- REQUIREMENT
Return, word for word, the stretch of the holiday-planning comments from "Again with a" through "hour work day.".

- EXTRACT TO READ
== Segment start ==
14. Who figured out what you'll do over thanksgiving and where you'll go? Who told others what the plan is?

Omg I could go on.


Congratulations if you did all of these things above. If so, you're an evolved male.


Again with a list of mostly irrelevant things. "Christmas Eve menu" Really? As if without that men would be lost? The majority of items on your men-are-taken-care-of-list are not directed towards the man.

When I was single (mid-thirties) my Thanksgiving and Christmas meals were healthy snacks eaten at the gym. Now that I'm married I don't have time for the gym because I'm running around taking care of all sorts of "family tasks" that I personally DO NOT NEED. A large percentage of things "scheduled for me" merely add to my list of ever growing to-do items that do not add value to my life. I can't remember the last time I had time for the gym and I get to listen to a wife that makes off-hand comments about my "belly" and tells me I should eat so late at night after I'm finally able to shut off the computer at 10:00 pm after a 14 hour work day.
== Segment end ==
- GIVEN RECORDS
== Segment start ==
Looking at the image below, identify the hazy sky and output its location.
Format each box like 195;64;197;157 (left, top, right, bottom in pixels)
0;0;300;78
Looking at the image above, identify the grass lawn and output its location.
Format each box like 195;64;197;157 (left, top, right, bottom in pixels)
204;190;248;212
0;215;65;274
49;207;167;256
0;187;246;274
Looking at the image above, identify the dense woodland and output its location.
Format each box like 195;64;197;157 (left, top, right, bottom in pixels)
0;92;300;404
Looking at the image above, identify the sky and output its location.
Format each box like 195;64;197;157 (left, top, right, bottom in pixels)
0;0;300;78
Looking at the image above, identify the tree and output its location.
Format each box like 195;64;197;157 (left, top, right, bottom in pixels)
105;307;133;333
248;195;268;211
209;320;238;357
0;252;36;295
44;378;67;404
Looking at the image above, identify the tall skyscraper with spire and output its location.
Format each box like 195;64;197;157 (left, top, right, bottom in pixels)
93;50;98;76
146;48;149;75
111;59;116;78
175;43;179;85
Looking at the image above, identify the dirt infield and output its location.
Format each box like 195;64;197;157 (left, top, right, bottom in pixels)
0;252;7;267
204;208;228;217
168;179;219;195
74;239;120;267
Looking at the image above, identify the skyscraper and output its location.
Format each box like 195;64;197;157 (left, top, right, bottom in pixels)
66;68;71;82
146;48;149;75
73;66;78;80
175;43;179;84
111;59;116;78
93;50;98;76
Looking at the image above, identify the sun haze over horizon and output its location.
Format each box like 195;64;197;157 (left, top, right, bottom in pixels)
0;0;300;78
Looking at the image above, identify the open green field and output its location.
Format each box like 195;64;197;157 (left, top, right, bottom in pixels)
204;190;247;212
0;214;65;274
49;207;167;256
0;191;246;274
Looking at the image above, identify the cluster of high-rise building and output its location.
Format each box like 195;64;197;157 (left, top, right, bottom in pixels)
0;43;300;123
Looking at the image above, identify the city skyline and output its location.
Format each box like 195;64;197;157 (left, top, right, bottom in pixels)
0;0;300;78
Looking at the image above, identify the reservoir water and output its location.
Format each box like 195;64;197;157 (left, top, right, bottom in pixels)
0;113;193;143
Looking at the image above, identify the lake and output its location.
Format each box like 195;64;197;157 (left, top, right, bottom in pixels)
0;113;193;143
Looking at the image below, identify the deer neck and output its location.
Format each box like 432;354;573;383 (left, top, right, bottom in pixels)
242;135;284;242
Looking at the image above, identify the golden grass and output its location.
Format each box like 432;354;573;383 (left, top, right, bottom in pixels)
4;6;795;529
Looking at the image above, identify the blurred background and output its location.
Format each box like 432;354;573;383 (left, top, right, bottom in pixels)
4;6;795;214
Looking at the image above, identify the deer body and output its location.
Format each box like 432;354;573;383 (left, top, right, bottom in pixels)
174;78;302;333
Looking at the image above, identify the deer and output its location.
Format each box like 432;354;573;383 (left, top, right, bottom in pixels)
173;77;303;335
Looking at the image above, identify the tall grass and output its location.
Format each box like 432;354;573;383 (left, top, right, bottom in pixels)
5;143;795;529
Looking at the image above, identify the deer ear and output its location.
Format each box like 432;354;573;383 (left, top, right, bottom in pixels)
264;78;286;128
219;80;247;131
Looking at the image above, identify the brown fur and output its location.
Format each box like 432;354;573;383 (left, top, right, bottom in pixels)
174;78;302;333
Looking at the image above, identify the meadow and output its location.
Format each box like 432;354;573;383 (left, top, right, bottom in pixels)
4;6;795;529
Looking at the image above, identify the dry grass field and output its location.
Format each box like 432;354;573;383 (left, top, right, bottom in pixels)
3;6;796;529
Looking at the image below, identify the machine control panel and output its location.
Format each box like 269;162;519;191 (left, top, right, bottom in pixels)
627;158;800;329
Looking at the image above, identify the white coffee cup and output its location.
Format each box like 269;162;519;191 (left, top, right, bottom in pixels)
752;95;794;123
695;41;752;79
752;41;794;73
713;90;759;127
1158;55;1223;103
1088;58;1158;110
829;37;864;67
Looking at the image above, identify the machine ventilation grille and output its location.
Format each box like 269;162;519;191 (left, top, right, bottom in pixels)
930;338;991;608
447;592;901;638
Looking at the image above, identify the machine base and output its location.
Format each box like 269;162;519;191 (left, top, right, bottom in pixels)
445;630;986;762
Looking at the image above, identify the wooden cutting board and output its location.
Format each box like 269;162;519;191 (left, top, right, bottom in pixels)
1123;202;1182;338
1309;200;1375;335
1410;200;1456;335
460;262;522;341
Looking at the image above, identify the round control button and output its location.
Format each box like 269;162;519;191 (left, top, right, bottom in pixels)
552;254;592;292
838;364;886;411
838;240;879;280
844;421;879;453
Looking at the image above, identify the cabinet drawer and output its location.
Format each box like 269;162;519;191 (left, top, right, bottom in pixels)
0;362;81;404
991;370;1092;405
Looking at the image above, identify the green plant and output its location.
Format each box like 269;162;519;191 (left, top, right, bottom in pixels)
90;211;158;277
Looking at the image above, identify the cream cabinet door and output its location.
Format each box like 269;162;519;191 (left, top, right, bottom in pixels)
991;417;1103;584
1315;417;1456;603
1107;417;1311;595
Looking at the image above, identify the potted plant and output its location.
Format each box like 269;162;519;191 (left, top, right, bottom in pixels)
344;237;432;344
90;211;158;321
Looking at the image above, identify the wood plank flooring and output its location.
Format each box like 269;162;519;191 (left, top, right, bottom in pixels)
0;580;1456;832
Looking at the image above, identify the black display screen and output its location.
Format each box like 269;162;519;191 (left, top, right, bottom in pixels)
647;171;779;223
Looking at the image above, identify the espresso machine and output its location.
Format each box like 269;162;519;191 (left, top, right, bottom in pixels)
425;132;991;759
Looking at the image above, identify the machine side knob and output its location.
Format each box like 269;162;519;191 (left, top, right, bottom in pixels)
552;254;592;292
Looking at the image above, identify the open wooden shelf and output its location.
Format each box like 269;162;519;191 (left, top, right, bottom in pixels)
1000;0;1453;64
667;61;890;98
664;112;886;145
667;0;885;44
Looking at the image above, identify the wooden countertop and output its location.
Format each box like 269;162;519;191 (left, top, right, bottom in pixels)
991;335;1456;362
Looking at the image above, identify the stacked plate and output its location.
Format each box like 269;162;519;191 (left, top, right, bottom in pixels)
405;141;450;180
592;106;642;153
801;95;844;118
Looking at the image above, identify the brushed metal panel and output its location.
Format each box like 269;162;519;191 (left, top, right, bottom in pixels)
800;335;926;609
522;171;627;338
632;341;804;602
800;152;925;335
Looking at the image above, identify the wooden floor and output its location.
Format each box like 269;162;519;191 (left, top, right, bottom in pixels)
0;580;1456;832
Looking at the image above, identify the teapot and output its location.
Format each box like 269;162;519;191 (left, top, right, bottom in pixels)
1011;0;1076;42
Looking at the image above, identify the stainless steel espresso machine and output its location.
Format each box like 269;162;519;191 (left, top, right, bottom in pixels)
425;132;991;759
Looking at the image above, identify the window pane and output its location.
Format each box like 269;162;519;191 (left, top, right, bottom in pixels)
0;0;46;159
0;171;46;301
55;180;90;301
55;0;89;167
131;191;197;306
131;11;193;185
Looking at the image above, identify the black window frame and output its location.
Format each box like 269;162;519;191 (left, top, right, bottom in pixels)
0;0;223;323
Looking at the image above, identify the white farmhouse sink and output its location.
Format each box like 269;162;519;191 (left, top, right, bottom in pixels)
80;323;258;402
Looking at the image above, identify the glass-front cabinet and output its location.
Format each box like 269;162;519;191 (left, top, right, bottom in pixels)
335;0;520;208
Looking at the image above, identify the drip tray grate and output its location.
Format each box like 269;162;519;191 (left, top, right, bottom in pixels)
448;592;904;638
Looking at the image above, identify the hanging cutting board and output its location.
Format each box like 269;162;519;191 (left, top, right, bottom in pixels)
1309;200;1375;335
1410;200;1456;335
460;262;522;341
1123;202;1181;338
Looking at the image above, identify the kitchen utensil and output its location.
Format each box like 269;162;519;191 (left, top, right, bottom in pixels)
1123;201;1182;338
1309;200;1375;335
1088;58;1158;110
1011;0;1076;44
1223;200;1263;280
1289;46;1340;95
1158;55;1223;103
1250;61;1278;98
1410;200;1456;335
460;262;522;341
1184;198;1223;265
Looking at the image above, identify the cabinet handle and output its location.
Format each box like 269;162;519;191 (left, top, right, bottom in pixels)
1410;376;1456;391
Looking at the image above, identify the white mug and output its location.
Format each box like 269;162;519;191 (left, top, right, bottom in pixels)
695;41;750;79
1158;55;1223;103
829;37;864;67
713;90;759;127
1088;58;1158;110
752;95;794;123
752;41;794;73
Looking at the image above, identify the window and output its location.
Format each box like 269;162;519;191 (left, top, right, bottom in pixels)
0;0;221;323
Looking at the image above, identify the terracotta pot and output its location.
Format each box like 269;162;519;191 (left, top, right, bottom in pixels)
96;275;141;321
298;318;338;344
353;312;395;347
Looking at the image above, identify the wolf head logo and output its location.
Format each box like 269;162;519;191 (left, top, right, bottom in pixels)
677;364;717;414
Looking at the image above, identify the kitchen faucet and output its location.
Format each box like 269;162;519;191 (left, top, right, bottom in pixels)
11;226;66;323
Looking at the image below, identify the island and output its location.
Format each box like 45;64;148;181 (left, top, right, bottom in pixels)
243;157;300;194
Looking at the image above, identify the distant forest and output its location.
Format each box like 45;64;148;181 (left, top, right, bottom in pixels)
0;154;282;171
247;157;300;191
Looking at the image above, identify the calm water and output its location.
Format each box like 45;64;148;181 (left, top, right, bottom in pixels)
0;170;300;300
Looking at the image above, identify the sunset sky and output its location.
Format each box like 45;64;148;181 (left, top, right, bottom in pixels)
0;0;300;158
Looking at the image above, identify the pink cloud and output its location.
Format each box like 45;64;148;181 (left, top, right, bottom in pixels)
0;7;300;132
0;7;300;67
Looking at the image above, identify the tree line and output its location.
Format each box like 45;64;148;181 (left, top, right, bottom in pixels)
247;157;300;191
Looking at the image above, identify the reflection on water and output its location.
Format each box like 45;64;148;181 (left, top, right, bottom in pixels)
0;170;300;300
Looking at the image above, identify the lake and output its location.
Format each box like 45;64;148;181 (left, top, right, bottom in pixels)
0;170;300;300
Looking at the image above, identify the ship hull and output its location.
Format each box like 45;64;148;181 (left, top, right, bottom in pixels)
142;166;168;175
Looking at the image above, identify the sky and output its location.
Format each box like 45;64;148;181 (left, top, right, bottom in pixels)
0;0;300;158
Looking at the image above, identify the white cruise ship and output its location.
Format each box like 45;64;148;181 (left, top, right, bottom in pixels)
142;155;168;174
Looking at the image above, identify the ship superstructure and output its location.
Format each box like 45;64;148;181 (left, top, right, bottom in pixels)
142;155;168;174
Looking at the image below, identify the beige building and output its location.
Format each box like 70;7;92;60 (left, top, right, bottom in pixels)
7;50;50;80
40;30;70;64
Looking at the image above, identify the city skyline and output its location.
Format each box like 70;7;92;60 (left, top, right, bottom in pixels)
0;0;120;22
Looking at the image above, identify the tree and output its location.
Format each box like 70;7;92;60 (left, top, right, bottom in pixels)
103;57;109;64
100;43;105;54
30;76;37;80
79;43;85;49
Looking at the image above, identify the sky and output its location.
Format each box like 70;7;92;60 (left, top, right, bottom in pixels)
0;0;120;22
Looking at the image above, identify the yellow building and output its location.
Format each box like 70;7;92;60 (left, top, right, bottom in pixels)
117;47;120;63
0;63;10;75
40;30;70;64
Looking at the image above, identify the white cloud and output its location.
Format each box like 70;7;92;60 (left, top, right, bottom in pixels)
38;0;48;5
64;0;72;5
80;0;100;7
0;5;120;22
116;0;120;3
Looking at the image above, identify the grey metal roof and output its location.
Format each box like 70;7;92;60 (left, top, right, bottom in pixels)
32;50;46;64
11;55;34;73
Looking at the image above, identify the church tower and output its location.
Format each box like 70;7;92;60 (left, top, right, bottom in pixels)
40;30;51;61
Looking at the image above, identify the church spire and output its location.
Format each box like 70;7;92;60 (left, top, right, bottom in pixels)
== Segment end ==
- RESULT
Again with a list of mostly irrelevant things. "Christmas Eve menu" Really? As if without that men would be lost? The majority of items on your men-are-taken-care-of-list are not directed towards the man.

When I was single (mid-thirties) my Thanksgiving and Christmas meals were healthy snacks eaten at the gym. Now that I'm married I don't have time for the gym because I'm running around taking care of all sorts of "family tasks" that I personally DO NOT NEED. A large percentage of things "scheduled for me" merely add to my list of ever growing to-do items that do not add value to my life. I can't remember the last time I had time for the gym and I get to listen to a wife that makes off-hand comments about my "belly" and tells me I should eat so late at night after I'm finally able to shut off the computer at 10:00 pm after a 14 hour work day.